*Your task*
Reproduce the items below in full, substituting "place a point" for every occurrence of "drop a marker" and leaving all other text unchanged.

*Records for this exercise*
* * * * *
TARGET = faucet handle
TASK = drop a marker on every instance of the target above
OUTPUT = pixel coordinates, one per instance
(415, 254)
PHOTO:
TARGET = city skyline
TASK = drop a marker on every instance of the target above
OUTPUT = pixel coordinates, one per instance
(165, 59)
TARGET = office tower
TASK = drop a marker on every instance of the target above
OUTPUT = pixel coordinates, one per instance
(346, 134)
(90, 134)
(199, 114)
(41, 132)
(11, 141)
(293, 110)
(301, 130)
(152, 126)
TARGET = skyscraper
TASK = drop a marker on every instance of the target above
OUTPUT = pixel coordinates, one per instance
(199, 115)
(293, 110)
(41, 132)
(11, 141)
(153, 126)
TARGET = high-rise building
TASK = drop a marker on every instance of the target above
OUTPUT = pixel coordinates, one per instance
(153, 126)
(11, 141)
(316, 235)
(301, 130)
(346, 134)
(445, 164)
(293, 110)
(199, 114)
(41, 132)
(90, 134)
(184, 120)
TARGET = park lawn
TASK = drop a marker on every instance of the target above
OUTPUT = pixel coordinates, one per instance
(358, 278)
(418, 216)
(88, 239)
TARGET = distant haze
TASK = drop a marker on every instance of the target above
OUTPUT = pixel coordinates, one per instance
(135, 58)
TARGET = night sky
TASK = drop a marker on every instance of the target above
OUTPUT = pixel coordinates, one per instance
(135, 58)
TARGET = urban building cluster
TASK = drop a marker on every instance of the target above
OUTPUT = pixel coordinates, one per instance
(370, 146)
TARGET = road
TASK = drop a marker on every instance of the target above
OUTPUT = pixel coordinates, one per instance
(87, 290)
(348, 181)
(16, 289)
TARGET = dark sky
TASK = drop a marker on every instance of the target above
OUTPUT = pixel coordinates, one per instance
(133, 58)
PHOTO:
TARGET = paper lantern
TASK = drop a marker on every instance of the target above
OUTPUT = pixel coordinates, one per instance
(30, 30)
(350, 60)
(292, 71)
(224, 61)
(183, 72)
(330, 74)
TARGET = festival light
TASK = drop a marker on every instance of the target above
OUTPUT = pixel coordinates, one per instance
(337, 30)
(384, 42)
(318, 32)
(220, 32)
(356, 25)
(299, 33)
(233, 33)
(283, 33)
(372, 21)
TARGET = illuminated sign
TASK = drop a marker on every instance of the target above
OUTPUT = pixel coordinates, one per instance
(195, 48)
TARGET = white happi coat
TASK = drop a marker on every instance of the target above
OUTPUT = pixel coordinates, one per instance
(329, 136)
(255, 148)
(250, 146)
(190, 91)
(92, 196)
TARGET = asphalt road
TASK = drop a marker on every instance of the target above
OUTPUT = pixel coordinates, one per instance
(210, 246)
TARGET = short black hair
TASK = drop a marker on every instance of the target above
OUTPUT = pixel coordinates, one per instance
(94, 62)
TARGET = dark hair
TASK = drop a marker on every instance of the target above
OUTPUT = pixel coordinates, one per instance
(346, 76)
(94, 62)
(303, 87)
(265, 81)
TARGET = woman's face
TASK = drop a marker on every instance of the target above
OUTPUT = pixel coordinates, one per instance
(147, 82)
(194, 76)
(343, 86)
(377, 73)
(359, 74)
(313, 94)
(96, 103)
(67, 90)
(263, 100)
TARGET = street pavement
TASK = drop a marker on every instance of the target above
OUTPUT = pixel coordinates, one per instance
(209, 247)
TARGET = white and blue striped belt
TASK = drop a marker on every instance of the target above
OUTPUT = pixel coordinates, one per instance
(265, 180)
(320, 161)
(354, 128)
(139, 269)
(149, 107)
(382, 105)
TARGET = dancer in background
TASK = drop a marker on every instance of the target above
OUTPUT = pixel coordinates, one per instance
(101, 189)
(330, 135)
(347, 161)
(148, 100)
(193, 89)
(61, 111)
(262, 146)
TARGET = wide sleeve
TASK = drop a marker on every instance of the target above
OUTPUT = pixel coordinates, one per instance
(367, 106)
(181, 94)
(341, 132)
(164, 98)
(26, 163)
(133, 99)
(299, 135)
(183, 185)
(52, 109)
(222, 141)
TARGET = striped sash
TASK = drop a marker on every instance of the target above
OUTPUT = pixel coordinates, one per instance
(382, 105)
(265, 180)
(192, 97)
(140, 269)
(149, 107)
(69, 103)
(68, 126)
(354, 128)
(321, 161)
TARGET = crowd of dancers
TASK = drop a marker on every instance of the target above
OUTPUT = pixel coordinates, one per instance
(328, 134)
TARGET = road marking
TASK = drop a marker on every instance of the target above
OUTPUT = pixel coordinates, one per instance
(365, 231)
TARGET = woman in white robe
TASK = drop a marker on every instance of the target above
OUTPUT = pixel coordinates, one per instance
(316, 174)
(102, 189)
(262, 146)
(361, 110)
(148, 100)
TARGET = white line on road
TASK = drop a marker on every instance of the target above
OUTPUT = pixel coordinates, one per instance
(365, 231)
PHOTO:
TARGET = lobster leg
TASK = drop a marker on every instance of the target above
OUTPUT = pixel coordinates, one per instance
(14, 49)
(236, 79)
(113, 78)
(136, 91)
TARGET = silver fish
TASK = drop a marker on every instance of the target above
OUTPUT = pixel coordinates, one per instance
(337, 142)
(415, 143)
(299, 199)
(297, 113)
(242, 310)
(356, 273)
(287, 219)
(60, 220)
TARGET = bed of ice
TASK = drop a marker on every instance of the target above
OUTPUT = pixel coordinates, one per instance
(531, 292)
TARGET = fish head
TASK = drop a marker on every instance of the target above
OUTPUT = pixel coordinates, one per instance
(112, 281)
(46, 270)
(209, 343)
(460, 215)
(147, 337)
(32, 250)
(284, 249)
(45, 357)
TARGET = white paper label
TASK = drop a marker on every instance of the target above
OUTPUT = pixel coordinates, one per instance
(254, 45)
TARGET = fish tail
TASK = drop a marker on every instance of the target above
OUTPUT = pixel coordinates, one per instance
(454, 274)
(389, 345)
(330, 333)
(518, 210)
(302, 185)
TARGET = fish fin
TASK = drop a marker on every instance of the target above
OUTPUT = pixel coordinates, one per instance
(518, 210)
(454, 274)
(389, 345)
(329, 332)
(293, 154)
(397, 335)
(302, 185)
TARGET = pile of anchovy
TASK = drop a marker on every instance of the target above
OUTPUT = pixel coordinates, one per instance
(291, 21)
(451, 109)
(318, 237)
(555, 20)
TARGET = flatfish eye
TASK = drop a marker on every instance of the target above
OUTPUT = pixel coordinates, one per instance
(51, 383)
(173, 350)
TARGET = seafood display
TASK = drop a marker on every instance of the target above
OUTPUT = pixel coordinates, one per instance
* * * * *
*Complete answer*
TARGET = faucet handle
TASK = place a point on every instance of the target above
OUTPUT = pixel coordinates, one per instance
(415, 254)
PHOTO:
TARGET = city skyline
TASK = place a point on every instance of the target above
OUTPUT = pixel coordinates, one per instance
(165, 59)
TARGET = office tower
TASK = place a point on every instance of the target above
OUTPUT = pixel coordinates, one per instance
(346, 134)
(90, 134)
(199, 114)
(41, 132)
(11, 141)
(293, 110)
(301, 130)
(152, 126)
TARGET = skyscraper
TASK = place a point on every instance of the target above
OUTPUT = pixel coordinates, one per instance
(199, 115)
(293, 110)
(41, 132)
(11, 141)
(153, 126)
TARGET = high-rise building
TASK = place a point on every instance of the target above
OUTPUT = pixel coordinates, one per instance
(153, 126)
(11, 141)
(316, 235)
(301, 130)
(346, 134)
(445, 164)
(293, 110)
(199, 114)
(41, 132)
(90, 134)
(184, 120)
TARGET = park lawn
TASK = place a point on every instance of the target above
OUTPUT = pixel coordinates, one per instance
(358, 278)
(418, 216)
(88, 239)
TARGET = distant haze
TASK = place a point on every instance of the target above
OUTPUT = pixel coordinates, one per instance
(135, 58)
TARGET = night sky
TASK = place a point on every instance of the target above
OUTPUT = pixel coordinates, one per instance
(135, 58)
TARGET = urban building cluster
TASK = place a point on every instance of the target above
OUTPUT = pixel coordinates, one per instance
(370, 146)
TARGET = road
TASK = place a point on every instance of the target above
OUTPUT = pixel coordinates, one per instance
(87, 290)
(348, 181)
(16, 289)
TARGET = dark sky
TASK = place a point on every instance of the target above
OUTPUT = pixel coordinates, one per instance
(133, 58)
PHOTO:
TARGET = paper lantern
TASK = place a point on every instance of the target above
OUTPUT = pixel coordinates, one per instance
(30, 30)
(350, 60)
(292, 71)
(224, 61)
(183, 72)
(330, 74)
TARGET = festival light
TASK = place a point on every instance of the target above
OUTPUT = pixel coordinates, one per instance
(337, 30)
(384, 42)
(318, 32)
(220, 32)
(356, 25)
(299, 33)
(233, 33)
(283, 33)
(372, 21)
TARGET = illuminated sign
TASK = place a point on every instance of the target above
OUTPUT = pixel coordinates, one per instance
(195, 48)
TARGET = white happi coat
TASK = place a point on every instance of the target above
OUTPUT = pixel coordinates, one per instance
(329, 136)
(255, 148)
(250, 146)
(190, 91)
(92, 196)
TARGET = asphalt road
TASK = place a point on every instance of the target above
OUTPUT = pixel coordinates, one per instance
(210, 246)
TARGET = short black hair
TASK = place a point on every instance of the target above
OUTPUT = pixel coordinates, one per instance
(94, 62)
TARGET = dark hair
TASK = place a point on every instance of the target above
OUTPUT = pixel coordinates, one per instance
(346, 76)
(94, 62)
(303, 87)
(265, 81)
TARGET = woman's face
TASK = place a point on every instance of the target above
OUTPUT = pixel coordinates, one per instance
(147, 82)
(194, 76)
(343, 86)
(377, 73)
(359, 74)
(313, 94)
(96, 103)
(67, 90)
(263, 100)
TARGET = street pavement
TASK = place a point on every instance of the target above
OUTPUT = pixel coordinates, one per instance
(209, 247)
TARGET = white and blue striped belt
TASK = place a point on every instance of the target above
OUTPUT = pixel coordinates, one per instance
(265, 180)
(320, 161)
(354, 128)
(139, 269)
(149, 107)
(382, 105)
TARGET = dancer in background
TASK = place a point on every instance of the target above
OUTPUT = pixel coordinates, one per instance
(101, 189)
(330, 135)
(347, 161)
(148, 100)
(193, 89)
(61, 111)
(262, 146)
TARGET = wide sleeve
TASK = place a point on every instance of the target above
OUTPUT = pixel coordinates, one per instance
(367, 106)
(181, 94)
(341, 132)
(164, 98)
(26, 163)
(133, 99)
(299, 135)
(183, 185)
(52, 109)
(222, 141)
TARGET = striped sash
TASK = place a point on every instance of the target above
OUTPUT = pixel coordinates, one per instance
(382, 105)
(265, 180)
(192, 97)
(140, 269)
(149, 107)
(69, 103)
(68, 126)
(354, 128)
(321, 161)
TARGET = crowd of dancers
TASK = place a point on every instance of the target above
OUTPUT = pixel coordinates, one per instance
(328, 134)
TARGET = road marking
TASK = place a point on every instance of the target above
OUTPUT = pixel coordinates, one per instance
(365, 231)
TARGET = woman in white robe
TASK = place a point on every instance of the target above
OUTPUT = pixel coordinates, one per instance
(316, 174)
(102, 189)
(262, 146)
(361, 110)
(148, 100)
TARGET = white line on road
TASK = place a point on every instance of the target above
OUTPUT = pixel coordinates, one per instance
(365, 231)
PHOTO:
TARGET = lobster leg
TASK = place a point on every instance of the target above
OUTPUT = pixel coordinates, one per instance
(14, 49)
(236, 79)
(113, 78)
(136, 91)
TARGET = silver fish
TASK = place a point on every instance of the target above
OUTPUT = pixel coordinates, one per instance
(337, 142)
(415, 143)
(299, 199)
(297, 113)
(242, 310)
(356, 273)
(287, 219)
(60, 220)
TARGET = bed of ice
TASK = place a point on every instance of the target above
OUTPUT = pixel coordinates, one per instance
(531, 292)
TARGET = fish head
TASK = place a point on every instance of the target above
OUTPUT = pixel coordinates, one per instance
(112, 281)
(46, 270)
(209, 343)
(460, 215)
(147, 337)
(32, 250)
(284, 249)
(45, 357)
TARGET = white paper label
TASK = place a point on every instance of the target above
OUTPUT = pixel coordinates, one per instance
(254, 45)
TARGET = fish tail
TASK = place a point on every instance of the target above
OUTPUT = pixel coordinates, one per instance
(454, 274)
(389, 345)
(330, 333)
(518, 210)
(302, 185)
TARGET = fish fin
TASK = place a point on every instance of the target above
OUTPUT = pixel coordinates, one per instance
(518, 210)
(454, 274)
(389, 345)
(329, 332)
(293, 154)
(397, 335)
(302, 185)
TARGET = pile of anchovy
TASK = place a point on every instance of the target above
OUTPUT = pixel coordinates, one per instance
(291, 21)
(451, 109)
(318, 237)
(555, 20)
TARGET = flatfish eye
TASK = place a point on every instance of the target above
OUTPUT = pixel coordinates, one per instance
(51, 383)
(173, 350)
TARGET = seafood display
TASK = place a point on every instance of the target above
OUTPUT = pixel coordinates, one per instance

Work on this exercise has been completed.